Work required: Retype all the entries word for word, but omit the pictures.

--------------------

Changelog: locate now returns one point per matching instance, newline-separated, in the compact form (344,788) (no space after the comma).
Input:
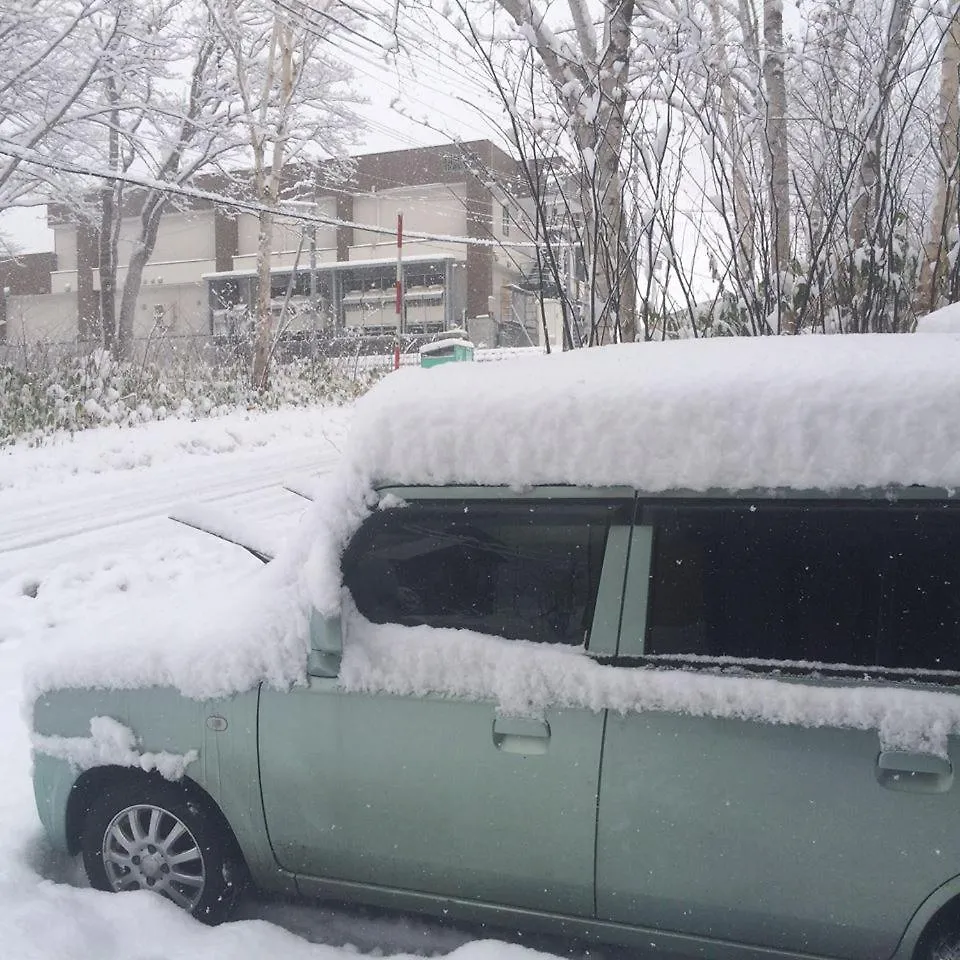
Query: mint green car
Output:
(734,733)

--------------------

Answer section:
Changelog: locate now returns one point per matching instance, newline-separated, in the compact form (344,788) (no space after the comma).
Input:
Query: mint green car
Output:
(734,733)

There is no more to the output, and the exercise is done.